◆ ПИСЬМЕННОЕ ЗАДАНИЕ A
Перескажите короче абзац из отрывка о Владимире, начинающийся словами «Довольно огорчительно осознавать», и сохраните его главные факты.

Довольно огорчительно осознавать, насколько мало политических принципов включил Владимир в «Поучение», задуманное как его завещание. Некоторые политические правила как бы иллюстрируют общей нравственный закон: в частности, требование быть верным договору («крестному целованию»). В летописях, которые восхищаются Владимиром, мы прослеживаем основные направления его политики: умиротворение русских земель при помощи системы договоров о ненападении, верность традиционному «феодальному» устройству и совместная защита от кочевников–половцев и их непрестанных набегов.
Сохранился документ, демонстрирующий эту политику в конкретном случае и в то же время позволяющий полнее и глубже заглянуть в нравственный мир Владимира. Это его письмо к князю Олегу, написанное после гибели сына Владимира Изяслава. Юноша был вовлечен в конфликт со своим дядей Олегом и убит в битве. Владимир пишет непосредственно после этого трагического события не для того, чтобы угрожать врагу, но чтобы предложить примириться над телом своего сына. Он не хочет ни мести, ни кровопролития: «да Русскую землю не погубим». Спор о том, кому какими городами и землями владеть, можно решить при помощи переговоров. Хотя Владимир не может удержаться от горьких упреков, он не считает себя или своих сторонников ни в чем неповинными. Его несчастный сын был не прав: «Не следовало ему искать чужого и меня в позор и в печаль вводить. Подучили ведь его слуги». Владимир также не всегда был прав в прежних столкновениях с Олегом: «Если же в том состоит грех мой, что на тебя пошел к Чернигову из?за язычников, я в том каюсь… потому что я человек».

◆ НАБОР ЗАПИСЕЙ

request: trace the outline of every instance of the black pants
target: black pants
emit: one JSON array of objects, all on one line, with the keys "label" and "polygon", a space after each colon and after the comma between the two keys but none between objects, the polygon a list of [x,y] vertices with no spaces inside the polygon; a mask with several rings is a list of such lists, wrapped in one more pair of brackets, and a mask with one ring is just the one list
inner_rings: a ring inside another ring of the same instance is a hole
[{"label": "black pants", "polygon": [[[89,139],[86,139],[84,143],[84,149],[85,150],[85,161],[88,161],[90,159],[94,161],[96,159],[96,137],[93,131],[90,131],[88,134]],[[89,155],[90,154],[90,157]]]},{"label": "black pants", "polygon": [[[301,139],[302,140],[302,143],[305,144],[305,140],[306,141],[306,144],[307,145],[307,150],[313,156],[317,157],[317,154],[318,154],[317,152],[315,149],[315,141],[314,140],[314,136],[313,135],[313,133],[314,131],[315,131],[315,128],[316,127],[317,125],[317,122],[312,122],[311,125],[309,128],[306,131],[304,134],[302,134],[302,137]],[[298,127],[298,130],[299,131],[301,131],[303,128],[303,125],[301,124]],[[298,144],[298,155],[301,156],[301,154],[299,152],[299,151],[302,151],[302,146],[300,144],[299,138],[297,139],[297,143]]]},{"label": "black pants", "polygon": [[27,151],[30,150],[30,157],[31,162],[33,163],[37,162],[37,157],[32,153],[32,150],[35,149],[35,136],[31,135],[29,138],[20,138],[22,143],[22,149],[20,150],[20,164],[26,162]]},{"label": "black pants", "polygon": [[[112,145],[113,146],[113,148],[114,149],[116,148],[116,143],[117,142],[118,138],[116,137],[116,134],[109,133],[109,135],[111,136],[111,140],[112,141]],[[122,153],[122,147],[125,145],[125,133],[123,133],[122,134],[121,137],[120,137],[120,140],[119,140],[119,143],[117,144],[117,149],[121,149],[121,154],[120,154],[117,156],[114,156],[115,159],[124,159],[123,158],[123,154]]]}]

◆ ПИСЬМЕННОЕ ЗАДАНИЕ B
Измените часть записей от их начала до строки с «target: black pants» включительно: замените «black pants» на «gray pants», остальное не меняйте. Приведите только эту часть.

◆ ПОЛНЫЙ ОТВЕТ A
В «Поучение», задуманное как завещание, Владимир включил мало политических принципов. Некоторые правила лишь иллюстрируют общий нравственный закон, например требование верности договору («крестному целованию»). Летописи показывают основные направления его политики: умиротворение русских земель через договоры о ненападении, верность традиционному «феодальному» устройству и совместную защиту от набегов половцев.

◆ ПОЛНЫЙ ОТВЕТ B
request: trace the outline of every instance of the gray pants
target: gray pants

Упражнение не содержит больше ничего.